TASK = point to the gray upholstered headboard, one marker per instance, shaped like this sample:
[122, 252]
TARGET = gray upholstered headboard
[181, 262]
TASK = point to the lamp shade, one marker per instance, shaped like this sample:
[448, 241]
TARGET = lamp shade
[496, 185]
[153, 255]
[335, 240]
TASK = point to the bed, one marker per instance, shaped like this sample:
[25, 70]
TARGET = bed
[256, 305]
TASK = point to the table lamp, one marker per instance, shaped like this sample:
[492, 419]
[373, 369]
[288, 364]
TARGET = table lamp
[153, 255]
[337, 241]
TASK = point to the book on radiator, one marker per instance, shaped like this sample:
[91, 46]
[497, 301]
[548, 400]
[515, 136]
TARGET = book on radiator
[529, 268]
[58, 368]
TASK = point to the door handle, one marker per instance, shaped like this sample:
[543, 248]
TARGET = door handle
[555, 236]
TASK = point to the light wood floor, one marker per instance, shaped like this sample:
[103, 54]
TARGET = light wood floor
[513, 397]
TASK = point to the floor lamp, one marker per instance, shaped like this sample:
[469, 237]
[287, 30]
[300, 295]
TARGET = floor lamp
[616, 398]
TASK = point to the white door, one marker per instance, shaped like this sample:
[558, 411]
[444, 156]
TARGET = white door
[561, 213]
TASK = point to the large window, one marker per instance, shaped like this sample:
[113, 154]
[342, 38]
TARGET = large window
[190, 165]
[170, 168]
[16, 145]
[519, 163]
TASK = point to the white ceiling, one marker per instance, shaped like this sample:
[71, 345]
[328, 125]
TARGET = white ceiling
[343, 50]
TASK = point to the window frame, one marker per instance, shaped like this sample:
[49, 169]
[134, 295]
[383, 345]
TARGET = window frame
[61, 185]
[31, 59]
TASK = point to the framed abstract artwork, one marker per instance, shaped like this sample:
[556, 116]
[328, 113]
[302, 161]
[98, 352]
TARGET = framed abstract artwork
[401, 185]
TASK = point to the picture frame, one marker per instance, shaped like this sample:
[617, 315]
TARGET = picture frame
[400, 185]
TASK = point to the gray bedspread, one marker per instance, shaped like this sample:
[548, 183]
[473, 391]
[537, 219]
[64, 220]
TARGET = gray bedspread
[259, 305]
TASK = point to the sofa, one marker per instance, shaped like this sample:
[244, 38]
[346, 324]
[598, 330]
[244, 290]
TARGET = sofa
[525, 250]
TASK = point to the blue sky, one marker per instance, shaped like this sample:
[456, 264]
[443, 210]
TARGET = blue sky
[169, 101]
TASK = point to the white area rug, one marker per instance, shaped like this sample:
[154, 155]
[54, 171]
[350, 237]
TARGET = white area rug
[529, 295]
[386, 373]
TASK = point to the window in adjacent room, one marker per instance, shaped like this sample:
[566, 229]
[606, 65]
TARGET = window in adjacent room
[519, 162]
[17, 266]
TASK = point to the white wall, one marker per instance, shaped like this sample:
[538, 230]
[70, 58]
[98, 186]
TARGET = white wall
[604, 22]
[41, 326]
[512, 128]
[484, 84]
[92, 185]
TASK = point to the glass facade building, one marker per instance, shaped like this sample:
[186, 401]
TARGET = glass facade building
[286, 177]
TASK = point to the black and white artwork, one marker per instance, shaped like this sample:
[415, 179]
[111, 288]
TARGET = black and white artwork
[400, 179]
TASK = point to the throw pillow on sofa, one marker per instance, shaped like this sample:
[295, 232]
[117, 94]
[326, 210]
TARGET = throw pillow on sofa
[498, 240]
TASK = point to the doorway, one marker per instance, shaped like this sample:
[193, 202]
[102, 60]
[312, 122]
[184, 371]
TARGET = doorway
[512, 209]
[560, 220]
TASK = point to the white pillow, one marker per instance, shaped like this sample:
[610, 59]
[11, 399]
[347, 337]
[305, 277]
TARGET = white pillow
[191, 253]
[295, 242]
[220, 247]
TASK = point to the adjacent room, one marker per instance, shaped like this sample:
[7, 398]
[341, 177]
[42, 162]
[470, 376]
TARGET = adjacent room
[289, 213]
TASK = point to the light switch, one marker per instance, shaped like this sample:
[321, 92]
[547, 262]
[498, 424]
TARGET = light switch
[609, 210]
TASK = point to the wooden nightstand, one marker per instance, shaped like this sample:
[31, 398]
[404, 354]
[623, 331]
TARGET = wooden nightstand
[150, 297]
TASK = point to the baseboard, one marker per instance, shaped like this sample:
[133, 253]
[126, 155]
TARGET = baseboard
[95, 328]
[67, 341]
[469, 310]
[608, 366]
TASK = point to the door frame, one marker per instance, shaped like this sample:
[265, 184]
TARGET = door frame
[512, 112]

Short task: Give an exact copy of all the data shown above.

Finished task:
TASK = point to the gray upholstered headboard, one marker per instance, shaped like this sample:
[122, 252]
TARGET = gray upholstered headboard
[181, 262]
TASK = point to the lamp shade, one marker per instance, shaped like this sample:
[448, 241]
TARGET = lamp shade
[496, 185]
[153, 255]
[335, 240]
TASK = point to the bed, one marker per instance, shaped like this sample:
[25, 70]
TARGET = bed
[256, 305]
TASK = point to the table lamp, one marker per instance, shaped like this sample:
[492, 419]
[373, 369]
[288, 364]
TARGET = table lamp
[153, 255]
[337, 241]
TASK = point to the book on radiator, one marker per instance, shaped like this sample:
[91, 46]
[497, 301]
[548, 400]
[515, 136]
TARGET = book on radiator
[529, 268]
[58, 368]
TASK = point to the door handle, one marker per instance, shaped like this sample:
[543, 248]
TARGET = door handle
[555, 236]
TASK = point to the light wood floor, one marker per instance, shaped like this sample:
[103, 54]
TARGET = light wood floor
[513, 397]
TASK = point to the floor lamp, one marker per instance, shaped like this sample:
[469, 237]
[287, 30]
[300, 295]
TARGET = floor lamp
[616, 398]
TASK = point to the white door, one marker per instance, shaped like this sample:
[558, 411]
[444, 156]
TARGET = white door
[561, 213]
TASK = point to the large window, one marker per instance, shaped like this sample:
[113, 154]
[342, 38]
TARGET = large window
[190, 165]
[170, 168]
[16, 145]
[519, 163]
TASK = point to the white ceiling, one marker per instance, shaped like this sample:
[71, 345]
[328, 125]
TARGET = white ceiling
[343, 50]
TASK = point to the window frame, one marker per instance, shaped like this sample:
[49, 169]
[134, 295]
[383, 345]
TARGET = window frame
[61, 185]
[31, 59]
TASK = point to the framed abstract artwork, one marker per instance, shaped like this sample:
[556, 116]
[328, 113]
[302, 161]
[98, 352]
TARGET = framed abstract artwork
[401, 185]
TASK = point to the picture frame, one marker per instance, shaped like this sample:
[617, 315]
TARGET = picture frame
[400, 185]
TASK = point to the gray bedspread, one marker per instance, shaped like this sample:
[548, 183]
[473, 391]
[537, 219]
[64, 220]
TARGET = gray bedspread
[259, 305]
TASK = point to the sofa, one marker per instance, shaped like this sample:
[244, 38]
[346, 324]
[598, 330]
[244, 290]
TARGET = sofa
[525, 250]
TASK = point to the blue sky, one marker per instance, shaped like this sample:
[456, 264]
[443, 210]
TARGET = blue sky
[169, 101]
TASK = point to the white area rug, one marker per instance, shaped like this sample:
[154, 155]
[54, 171]
[350, 237]
TARGET = white area rug
[529, 295]
[386, 373]
TASK = point to the window in adjacent room, one marker per instance, shaped like this sample:
[566, 229]
[606, 65]
TARGET = window in adjacent room
[519, 162]
[17, 266]
TASK = point to the white wall, one marker per instance, shaped like this sample:
[538, 230]
[70, 58]
[98, 186]
TARGET = white wall
[604, 22]
[41, 326]
[512, 128]
[484, 84]
[92, 185]
TASK = point to the glass facade building, one marker per instance, shaped like this sample:
[186, 401]
TARGET = glass facade building
[286, 177]
TASK = point to the black and white artwork, one marker per instance, shaped like this sample:
[415, 179]
[111, 288]
TARGET = black and white artwork
[400, 179]
TASK = point to the throw pillow on sofa, one marker per instance, shaped like this sample:
[295, 232]
[117, 94]
[326, 210]
TARGET = throw pillow on sofa
[498, 240]
TASK = point to the doorway, one marker per instance, shaped like this sample:
[193, 202]
[102, 60]
[312, 122]
[184, 371]
TARGET = doorway
[512, 209]
[560, 220]
TASK = point to the white pillow, one marker per instance, shaped like this sample:
[610, 59]
[11, 399]
[347, 337]
[305, 277]
TARGET = white pillow
[191, 253]
[295, 242]
[220, 247]
TASK = point to the adjacent room, one marker per instance, shaped like this sample:
[7, 398]
[341, 177]
[42, 162]
[470, 376]
TARGET = adjacent room
[289, 213]
TASK = point to the light switch, one marker per instance, shaped like this sample:
[321, 92]
[547, 262]
[498, 424]
TARGET = light switch
[609, 210]
TASK = point to the wooden nightstand, one marker per instance, shaped like this sample:
[31, 398]
[404, 354]
[623, 331]
TARGET = wooden nightstand
[150, 297]
TASK = point to the baseboard, one marker per instance, shaped like this sample:
[133, 253]
[126, 155]
TARGET = baseboard
[95, 328]
[67, 341]
[469, 310]
[608, 366]
TASK = point to the door frame, one marker per instance, shaped like this sample:
[265, 184]
TARGET = door frame
[512, 112]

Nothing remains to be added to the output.